### WORK INSTRUCTIONS
Print out every entry that follows, exactly as written.

------------

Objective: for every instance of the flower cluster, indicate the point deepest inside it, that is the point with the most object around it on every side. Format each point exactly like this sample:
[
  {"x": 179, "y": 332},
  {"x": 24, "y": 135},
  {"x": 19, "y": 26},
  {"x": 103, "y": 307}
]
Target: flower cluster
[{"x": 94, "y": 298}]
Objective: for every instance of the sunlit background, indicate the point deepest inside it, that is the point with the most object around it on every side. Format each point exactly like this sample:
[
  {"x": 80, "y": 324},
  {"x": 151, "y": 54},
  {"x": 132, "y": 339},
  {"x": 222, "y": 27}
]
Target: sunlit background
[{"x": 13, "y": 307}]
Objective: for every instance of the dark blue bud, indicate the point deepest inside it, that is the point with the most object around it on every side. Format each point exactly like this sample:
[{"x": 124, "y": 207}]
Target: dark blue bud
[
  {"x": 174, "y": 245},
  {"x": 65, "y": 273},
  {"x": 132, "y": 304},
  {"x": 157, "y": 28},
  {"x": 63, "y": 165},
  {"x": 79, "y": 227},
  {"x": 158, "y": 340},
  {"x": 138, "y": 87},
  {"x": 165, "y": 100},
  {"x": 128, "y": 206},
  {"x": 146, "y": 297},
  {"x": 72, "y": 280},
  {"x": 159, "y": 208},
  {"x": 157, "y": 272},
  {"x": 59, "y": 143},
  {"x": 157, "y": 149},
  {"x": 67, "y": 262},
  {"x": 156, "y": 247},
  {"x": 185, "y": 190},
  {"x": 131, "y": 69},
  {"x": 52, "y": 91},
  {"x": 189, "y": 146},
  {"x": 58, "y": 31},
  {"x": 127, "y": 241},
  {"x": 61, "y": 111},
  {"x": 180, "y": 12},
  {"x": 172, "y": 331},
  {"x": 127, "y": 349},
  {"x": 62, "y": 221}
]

------------

### SOLUTION TO THE EXERCISE
Objective: for every instance of the flower cluster, indicate the point deepest inside it, that is the point with the most object around it on every side. Format each point exactly like this sample:
[
  {"x": 179, "y": 332},
  {"x": 24, "y": 135},
  {"x": 19, "y": 26},
  {"x": 103, "y": 307}
]
Target: flower cluster
[{"x": 94, "y": 298}]
Objective: for every instance of the sunlit background, indicate the point deepest inside it, that is the point with the most object around it on every side. Format each point exactly like this sample:
[
  {"x": 80, "y": 324},
  {"x": 151, "y": 54},
  {"x": 132, "y": 339},
  {"x": 222, "y": 27}
]
Target: sunlit background
[{"x": 13, "y": 307}]
Objective: for every instance of the dark blue bud, indicate the point deepest inside it, that is the point with the most object around it on every side. Format each point exactly like this sample:
[{"x": 124, "y": 207}]
Target: dark blue bud
[
  {"x": 174, "y": 245},
  {"x": 65, "y": 273},
  {"x": 132, "y": 304},
  {"x": 157, "y": 28},
  {"x": 63, "y": 165},
  {"x": 79, "y": 227},
  {"x": 158, "y": 340},
  {"x": 138, "y": 87},
  {"x": 165, "y": 100},
  {"x": 128, "y": 206},
  {"x": 146, "y": 297},
  {"x": 72, "y": 280},
  {"x": 159, "y": 208},
  {"x": 157, "y": 272},
  {"x": 59, "y": 143},
  {"x": 157, "y": 149},
  {"x": 67, "y": 262},
  {"x": 156, "y": 247},
  {"x": 185, "y": 190},
  {"x": 131, "y": 69},
  {"x": 52, "y": 91},
  {"x": 189, "y": 146},
  {"x": 58, "y": 31},
  {"x": 127, "y": 241},
  {"x": 61, "y": 111},
  {"x": 180, "y": 12},
  {"x": 172, "y": 331},
  {"x": 127, "y": 349},
  {"x": 62, "y": 221}
]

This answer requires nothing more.